Exercise:
Pick out every line in the records below that contains the string "coin", and copy each of those lines in full.

Given data:
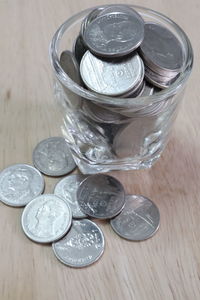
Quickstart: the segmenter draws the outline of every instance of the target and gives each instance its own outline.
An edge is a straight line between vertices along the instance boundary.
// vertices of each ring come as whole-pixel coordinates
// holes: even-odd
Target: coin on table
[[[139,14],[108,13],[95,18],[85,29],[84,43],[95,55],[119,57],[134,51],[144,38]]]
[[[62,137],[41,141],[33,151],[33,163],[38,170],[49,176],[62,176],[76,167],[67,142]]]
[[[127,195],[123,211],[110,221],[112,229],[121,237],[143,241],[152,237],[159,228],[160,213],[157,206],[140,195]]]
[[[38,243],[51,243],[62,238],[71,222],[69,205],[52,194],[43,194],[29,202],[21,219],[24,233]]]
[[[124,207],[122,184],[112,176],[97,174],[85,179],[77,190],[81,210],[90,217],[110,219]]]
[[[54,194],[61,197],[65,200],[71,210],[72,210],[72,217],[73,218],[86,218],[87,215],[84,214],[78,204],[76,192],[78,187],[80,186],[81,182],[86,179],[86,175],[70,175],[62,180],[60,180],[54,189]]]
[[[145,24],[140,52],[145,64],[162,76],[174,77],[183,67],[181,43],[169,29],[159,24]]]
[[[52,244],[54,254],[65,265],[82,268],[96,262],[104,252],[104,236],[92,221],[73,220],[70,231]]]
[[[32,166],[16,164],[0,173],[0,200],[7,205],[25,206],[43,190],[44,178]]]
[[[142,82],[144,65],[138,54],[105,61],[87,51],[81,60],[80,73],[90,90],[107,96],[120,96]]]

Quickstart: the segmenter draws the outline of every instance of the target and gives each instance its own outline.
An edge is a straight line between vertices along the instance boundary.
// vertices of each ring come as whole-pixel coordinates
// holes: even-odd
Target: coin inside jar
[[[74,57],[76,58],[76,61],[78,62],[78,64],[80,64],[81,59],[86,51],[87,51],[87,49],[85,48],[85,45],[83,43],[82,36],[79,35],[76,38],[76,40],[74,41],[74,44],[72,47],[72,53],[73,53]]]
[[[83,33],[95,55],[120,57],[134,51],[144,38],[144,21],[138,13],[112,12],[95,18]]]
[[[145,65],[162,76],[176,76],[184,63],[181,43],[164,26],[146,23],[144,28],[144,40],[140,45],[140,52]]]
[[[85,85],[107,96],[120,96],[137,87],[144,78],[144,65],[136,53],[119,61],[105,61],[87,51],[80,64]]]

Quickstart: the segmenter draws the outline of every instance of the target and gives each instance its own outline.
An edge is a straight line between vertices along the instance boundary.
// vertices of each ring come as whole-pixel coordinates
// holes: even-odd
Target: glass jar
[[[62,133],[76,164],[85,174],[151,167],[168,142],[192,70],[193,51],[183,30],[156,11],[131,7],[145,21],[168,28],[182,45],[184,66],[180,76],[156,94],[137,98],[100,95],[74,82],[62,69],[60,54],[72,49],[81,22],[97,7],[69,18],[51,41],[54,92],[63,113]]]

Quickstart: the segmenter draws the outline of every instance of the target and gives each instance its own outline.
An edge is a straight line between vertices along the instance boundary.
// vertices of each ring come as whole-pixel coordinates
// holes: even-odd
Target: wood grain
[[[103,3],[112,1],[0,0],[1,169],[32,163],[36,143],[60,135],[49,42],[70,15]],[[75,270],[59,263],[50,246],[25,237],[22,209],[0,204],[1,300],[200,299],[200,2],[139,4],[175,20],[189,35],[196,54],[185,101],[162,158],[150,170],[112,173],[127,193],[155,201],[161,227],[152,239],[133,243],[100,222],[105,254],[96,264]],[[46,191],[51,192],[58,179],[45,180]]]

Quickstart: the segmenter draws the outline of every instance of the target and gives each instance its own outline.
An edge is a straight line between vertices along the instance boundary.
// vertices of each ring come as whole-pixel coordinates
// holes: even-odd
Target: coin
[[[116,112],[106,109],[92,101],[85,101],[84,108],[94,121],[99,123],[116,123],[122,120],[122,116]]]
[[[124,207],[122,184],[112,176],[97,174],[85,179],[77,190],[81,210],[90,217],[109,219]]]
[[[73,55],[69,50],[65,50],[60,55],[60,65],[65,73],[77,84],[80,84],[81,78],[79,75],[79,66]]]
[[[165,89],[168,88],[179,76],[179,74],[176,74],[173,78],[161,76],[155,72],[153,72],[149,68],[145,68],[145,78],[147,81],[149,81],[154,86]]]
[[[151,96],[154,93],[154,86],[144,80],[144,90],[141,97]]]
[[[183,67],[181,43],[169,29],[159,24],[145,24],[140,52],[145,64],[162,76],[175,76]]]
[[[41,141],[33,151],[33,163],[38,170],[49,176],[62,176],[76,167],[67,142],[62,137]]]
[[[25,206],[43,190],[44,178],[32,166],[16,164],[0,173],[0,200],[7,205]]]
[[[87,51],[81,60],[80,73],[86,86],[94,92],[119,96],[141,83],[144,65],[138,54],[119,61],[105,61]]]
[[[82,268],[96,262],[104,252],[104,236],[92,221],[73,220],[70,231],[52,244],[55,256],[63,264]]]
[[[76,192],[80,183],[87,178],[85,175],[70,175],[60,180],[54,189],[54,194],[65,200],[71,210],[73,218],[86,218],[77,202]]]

Solution to this problem:
Target: coin on table
Target: coin inside jar
Target: coin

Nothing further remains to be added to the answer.